> **BRIEF 1**
According to the article on quitting smoking, which part of the FDA regulates tobacco cessation medications?
> **BRIEF 2**
Reproduce verbatim the portion of the article on quitting smoking from "What is an FDA-Approved" to "or weight gain.".

> **SOURCE DOCUMENT**
:::::

How to Quit Smoking Using FDA-Approved Medications
To quit smoking is a tremendous undertaking, but with the right tools, mindset, and strategy, anyone can conquer the habit.
There are a number of ways you can set yourself up for a sustained quit. Finding a support group, enlisting a quit buddy, forming a quit plan, subscribing to text reminders, and identifying cravings and triggers are all ways to improve your chances of success, but these methods can be made more effective when paired with a Food and Drug Administration (FDA) approved medication.
What is an FDA-Approved Tobacco Cessation Medication?
FDA-approved medications for tobacco cessation are intended to help individuals quit smoking by either:
- Making the effects of nicotine less pleasurable
- Reducing the negative side-effects of nicotine withdrawal, which may include depression, insomnia, irritability, anxiety, or weight gain.
Tobacco cessation medications are regulated through the FDA’s Center for Drug Evaluation and Research, which ensures that the products are safe and effective, and that their benefits outweigh any known associated risks.
Types of Smoking Cessation Medications
Not all smoking cessation medications are the same. Currently, there are three main varieties approved by the FDA: nicotine replacement therapy (NRT), bupropion, and varenicline.
These three types of medication vary in how they affect the body, how they are used, and how long they should be used. Some are available over-the-counter, and others require a prescription from your doctor. Individuals should talk to their doctor to determine the best option.

:::::

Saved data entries
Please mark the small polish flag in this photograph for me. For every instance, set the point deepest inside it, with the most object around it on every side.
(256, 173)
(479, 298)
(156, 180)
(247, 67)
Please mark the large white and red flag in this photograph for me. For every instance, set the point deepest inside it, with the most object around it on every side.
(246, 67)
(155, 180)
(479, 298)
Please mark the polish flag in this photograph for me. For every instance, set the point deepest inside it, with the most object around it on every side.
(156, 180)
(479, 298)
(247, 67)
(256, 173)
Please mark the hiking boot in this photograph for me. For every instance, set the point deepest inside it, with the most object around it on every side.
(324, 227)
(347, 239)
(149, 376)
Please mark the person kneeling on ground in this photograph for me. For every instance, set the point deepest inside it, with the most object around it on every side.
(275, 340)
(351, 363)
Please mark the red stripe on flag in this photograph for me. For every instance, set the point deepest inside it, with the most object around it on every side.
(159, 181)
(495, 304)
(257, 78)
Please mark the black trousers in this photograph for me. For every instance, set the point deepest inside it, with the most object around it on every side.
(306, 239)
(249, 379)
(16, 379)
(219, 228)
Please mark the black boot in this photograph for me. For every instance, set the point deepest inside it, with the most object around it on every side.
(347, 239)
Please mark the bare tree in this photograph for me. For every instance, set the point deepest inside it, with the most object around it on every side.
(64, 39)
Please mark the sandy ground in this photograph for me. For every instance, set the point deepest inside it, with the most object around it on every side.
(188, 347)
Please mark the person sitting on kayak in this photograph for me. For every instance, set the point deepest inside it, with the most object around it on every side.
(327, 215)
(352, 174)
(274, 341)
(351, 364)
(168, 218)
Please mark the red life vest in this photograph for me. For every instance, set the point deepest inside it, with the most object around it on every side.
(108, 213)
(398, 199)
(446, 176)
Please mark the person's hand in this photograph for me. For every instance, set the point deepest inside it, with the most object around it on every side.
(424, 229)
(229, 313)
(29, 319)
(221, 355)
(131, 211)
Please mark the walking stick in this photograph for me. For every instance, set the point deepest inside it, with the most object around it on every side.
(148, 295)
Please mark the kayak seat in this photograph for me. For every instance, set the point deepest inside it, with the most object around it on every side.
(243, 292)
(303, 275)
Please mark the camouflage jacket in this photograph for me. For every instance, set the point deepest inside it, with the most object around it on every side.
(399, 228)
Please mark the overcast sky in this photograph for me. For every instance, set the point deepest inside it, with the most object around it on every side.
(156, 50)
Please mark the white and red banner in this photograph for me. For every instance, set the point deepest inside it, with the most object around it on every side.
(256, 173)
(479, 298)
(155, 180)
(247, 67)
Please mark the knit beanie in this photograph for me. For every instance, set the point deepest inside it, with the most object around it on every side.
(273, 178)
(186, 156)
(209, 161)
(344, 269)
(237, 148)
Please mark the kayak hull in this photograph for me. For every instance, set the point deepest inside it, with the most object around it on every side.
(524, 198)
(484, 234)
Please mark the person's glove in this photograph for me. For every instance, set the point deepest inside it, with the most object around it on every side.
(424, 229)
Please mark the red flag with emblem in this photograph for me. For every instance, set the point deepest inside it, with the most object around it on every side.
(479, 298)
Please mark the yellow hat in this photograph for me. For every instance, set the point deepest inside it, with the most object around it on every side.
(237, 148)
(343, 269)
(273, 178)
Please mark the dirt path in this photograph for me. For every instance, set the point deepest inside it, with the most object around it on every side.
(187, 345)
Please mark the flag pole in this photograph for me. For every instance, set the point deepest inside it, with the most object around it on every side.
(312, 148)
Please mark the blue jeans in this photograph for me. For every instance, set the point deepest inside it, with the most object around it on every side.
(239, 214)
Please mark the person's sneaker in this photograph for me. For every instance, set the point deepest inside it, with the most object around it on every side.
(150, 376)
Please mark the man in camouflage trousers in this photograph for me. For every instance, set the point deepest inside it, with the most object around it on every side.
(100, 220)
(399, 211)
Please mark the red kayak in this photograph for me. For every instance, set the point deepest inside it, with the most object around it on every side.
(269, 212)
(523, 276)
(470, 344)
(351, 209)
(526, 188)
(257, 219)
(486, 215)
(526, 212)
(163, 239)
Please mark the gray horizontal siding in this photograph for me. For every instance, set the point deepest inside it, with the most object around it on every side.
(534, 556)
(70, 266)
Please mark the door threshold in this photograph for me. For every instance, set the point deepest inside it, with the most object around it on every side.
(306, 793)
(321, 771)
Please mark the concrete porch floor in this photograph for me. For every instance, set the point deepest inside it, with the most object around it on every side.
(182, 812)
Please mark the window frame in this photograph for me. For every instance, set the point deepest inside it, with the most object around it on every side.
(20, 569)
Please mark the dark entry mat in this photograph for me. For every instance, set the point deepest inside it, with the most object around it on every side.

:::::

> **OUTPUT 1**
The FDA’s Center for Drug Evaluation and Research.

> **OUTPUT 2**
What is an FDA-Approved Tobacco Cessation Medication?
FDA-approved medications for tobacco cessation are intended to help individuals quit smoking by either:
- Making the effects of nicotine less pleasurable
- Reducing the negative side-effects of nicotine withdrawal, which may include depression, insomnia, irritability, anxiety, or weight gain.